[YOUR INSTRUCTIONS]
Output, exactly as written, the lines of the data below from the one containing "Target: green stem" to the end.

Stored dataset items
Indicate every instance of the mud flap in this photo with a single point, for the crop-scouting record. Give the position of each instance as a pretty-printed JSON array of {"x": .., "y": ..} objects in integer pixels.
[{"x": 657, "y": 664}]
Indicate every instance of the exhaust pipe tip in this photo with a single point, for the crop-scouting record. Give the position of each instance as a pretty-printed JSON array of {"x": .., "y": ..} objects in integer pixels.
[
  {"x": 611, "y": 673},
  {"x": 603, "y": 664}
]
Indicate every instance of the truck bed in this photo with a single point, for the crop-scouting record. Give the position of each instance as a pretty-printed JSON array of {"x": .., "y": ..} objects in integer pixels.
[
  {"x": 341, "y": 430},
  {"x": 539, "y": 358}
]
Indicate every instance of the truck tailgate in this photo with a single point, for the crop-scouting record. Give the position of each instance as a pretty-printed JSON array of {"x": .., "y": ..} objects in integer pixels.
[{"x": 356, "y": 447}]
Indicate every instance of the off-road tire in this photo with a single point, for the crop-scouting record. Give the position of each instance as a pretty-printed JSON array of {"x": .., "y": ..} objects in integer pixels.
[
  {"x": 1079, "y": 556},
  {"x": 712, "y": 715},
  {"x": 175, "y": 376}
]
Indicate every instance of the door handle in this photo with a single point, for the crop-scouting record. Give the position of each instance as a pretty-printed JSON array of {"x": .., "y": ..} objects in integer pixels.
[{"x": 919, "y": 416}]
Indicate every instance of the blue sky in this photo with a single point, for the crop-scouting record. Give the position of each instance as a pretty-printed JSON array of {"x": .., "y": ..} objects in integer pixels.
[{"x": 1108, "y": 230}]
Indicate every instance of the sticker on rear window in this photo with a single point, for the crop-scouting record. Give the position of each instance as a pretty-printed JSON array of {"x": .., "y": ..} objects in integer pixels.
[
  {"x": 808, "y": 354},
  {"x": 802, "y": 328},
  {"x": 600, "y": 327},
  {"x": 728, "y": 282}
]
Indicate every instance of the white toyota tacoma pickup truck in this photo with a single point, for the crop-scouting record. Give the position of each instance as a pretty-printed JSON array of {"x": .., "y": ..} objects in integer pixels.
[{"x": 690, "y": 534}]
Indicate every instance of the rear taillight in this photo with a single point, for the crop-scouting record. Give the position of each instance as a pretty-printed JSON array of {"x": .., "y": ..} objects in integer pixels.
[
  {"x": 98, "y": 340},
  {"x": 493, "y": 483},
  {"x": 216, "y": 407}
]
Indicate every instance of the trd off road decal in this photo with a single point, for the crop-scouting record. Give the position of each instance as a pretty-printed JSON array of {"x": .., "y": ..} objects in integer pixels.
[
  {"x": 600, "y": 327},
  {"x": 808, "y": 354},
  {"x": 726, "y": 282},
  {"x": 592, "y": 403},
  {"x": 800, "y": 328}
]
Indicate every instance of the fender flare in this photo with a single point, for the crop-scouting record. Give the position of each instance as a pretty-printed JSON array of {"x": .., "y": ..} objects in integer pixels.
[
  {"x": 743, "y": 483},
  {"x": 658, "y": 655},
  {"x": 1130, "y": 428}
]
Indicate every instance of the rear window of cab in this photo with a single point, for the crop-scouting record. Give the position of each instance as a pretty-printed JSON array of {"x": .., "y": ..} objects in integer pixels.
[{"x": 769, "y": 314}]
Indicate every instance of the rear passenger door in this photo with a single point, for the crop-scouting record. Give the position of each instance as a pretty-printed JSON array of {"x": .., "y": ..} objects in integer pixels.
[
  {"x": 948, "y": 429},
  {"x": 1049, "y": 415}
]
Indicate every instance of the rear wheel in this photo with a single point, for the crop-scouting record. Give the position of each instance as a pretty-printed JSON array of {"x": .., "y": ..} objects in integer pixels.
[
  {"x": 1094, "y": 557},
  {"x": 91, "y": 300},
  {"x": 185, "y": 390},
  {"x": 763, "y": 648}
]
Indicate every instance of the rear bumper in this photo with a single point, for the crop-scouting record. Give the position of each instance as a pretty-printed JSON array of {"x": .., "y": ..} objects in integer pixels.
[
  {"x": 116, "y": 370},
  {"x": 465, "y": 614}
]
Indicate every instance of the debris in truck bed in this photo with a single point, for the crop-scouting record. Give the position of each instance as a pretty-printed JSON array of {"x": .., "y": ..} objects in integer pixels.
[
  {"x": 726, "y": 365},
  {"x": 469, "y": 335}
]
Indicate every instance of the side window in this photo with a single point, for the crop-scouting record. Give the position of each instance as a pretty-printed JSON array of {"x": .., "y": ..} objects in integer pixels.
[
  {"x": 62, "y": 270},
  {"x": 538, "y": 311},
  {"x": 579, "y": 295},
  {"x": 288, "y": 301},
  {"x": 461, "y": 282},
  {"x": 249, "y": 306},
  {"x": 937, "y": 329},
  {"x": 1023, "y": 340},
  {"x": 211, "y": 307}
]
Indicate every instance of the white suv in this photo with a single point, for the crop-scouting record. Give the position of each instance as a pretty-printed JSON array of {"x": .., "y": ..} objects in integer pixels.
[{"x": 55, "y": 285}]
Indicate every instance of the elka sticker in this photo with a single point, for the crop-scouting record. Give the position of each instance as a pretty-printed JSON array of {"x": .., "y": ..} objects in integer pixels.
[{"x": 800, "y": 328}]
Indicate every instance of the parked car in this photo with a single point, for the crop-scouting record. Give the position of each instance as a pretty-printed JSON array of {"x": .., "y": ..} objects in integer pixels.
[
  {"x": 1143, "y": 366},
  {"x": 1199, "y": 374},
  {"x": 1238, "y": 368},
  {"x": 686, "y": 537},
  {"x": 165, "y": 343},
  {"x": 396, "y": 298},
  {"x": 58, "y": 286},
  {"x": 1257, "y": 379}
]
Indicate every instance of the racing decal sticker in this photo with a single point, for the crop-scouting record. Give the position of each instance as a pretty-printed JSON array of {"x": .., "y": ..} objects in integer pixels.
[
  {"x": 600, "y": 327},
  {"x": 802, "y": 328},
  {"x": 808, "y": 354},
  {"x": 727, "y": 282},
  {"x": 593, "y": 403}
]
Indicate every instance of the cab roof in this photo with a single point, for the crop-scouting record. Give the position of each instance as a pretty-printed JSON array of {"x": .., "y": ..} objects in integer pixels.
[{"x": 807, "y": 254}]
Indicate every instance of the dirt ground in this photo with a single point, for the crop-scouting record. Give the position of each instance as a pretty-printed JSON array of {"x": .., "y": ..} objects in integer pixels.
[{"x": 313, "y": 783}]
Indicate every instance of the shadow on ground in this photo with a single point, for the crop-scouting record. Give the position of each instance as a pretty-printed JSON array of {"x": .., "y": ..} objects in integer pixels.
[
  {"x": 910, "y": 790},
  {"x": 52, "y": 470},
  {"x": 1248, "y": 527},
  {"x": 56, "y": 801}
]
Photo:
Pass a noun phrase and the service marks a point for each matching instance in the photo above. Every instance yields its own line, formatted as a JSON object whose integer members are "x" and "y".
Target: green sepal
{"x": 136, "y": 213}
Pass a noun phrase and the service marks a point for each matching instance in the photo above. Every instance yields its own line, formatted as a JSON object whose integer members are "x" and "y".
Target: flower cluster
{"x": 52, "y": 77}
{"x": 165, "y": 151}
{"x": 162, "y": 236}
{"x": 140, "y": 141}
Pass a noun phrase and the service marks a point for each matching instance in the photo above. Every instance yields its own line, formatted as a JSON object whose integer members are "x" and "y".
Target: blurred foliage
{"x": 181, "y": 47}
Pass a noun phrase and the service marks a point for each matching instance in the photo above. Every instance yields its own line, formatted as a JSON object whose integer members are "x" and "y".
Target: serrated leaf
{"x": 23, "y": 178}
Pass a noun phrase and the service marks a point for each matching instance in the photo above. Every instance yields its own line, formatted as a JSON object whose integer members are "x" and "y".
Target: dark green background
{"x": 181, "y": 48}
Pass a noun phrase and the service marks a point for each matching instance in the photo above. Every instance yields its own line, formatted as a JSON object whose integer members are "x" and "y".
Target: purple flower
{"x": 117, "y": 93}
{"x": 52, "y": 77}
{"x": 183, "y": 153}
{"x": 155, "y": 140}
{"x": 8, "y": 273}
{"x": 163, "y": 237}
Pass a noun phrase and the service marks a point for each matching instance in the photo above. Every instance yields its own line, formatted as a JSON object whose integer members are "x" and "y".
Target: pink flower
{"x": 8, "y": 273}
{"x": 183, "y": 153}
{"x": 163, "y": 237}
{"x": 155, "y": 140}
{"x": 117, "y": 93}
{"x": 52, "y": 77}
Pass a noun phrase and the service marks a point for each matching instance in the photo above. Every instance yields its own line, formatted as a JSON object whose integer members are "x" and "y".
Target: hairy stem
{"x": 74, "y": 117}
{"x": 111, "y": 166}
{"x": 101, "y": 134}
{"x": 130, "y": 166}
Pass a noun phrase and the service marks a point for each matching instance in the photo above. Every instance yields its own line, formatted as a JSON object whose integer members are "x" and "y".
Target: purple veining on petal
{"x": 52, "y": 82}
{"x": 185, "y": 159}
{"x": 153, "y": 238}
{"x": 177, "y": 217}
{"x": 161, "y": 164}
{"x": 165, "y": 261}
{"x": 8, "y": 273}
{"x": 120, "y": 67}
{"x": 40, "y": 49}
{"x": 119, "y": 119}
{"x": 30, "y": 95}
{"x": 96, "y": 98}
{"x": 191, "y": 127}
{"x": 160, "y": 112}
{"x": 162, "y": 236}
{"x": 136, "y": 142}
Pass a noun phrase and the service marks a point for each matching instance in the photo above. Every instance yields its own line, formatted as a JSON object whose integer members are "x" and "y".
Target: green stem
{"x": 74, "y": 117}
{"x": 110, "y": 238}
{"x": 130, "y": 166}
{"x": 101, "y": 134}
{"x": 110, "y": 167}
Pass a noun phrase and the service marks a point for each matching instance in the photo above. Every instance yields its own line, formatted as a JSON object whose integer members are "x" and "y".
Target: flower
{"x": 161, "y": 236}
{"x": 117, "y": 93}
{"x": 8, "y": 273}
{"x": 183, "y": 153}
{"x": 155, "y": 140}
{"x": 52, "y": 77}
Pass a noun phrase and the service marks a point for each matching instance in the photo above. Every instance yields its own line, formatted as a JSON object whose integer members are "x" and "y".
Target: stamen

[SOLUTION TO THIS EXERCISE]
Target: green stem
{"x": 74, "y": 117}
{"x": 110, "y": 238}
{"x": 130, "y": 166}
{"x": 101, "y": 134}
{"x": 110, "y": 167}
Pass a noun phrase and the service marks a point for each matching instance in the photo above. Every instance yields its own line, formatted as a JSON object whose integer members are "x" and "y".
Target: flower
{"x": 161, "y": 236}
{"x": 117, "y": 93}
{"x": 8, "y": 273}
{"x": 183, "y": 153}
{"x": 155, "y": 140}
{"x": 52, "y": 77}
Pass a noun phrase and the service marks a point for each matching instance in the photo above. Every instance yields its own line, formatted as a JSON object whose integer members are "x" and "y".
Target: stamen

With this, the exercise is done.